▶ _Excerpted passage_
In Social Work with Indigenous Communities - A human rights approach, Linda Briskman, social worker, academic and author of the acclaimed book The Black Grapevine - Aboriginal Activism and the Stolen Generations, throws down the gauntlet to practitioners and students of social work, challenging them to pursue a better, more informed way of meeting the unique needs of this community.
The realisation of the human rights of Australia's Indigenous population has been marred by recurring and seemingly intractable issues such as poor health and over-representation in child welfare and juvenile justice systems. In this second edition, Briskman adopts a discursive human rights approach which offers the potential to center Indigenous rights and Indigenous voice.
Fully updated, the book includes new chapters and references to literature and research which have been published since the first edition. There are specific chapters devoted to the areas of youth, health, criminal justice, children and families and an interrogation of different forms of social work practice such as casework, advocacy, research and community development.
This book provides practitioners and students with a good understanding of the circumstances they will be presented with when working with Indigenous communities, and an opportunity to reframe their practice so that they can provide services that are the best fit for Indigenous aspirations and rights. Good practice is marked by recognition of the strengths of Indigenous communities and an understanding of how to acknowledge and facilitate these. A human rights framework offers the potential for this to be achieved.

▶ _Your goal_
How would the description of the book on social work with Indigenous communities continue after its final sentence? Write the next paragraph.

▶ _Source data_
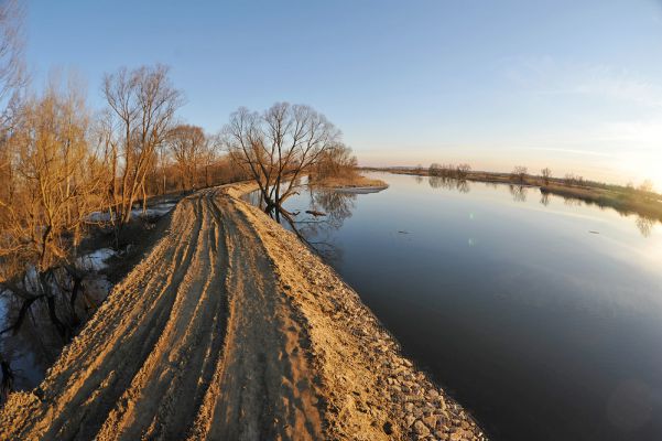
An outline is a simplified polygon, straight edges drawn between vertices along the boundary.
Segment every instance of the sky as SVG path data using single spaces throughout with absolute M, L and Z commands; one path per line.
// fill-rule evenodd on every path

▶ _Output_
About the Author Linda Briskman is a social worker and human rights activist. She is Professor of Human Rights at the Institute for Social Research at Swinburne University of Technology. For more than 30 years, she has worked in partnership with Indigenous communities in Australia in direct practice, policy, research and advocacy. As well as a commitment to the rights of Australia's first peoples, Linda advocates for the most recent arrivals - asylum seekers who have been detained in Australia's immigration detention centres. Linda writes and conducts research on groups whose rights continue to be violated.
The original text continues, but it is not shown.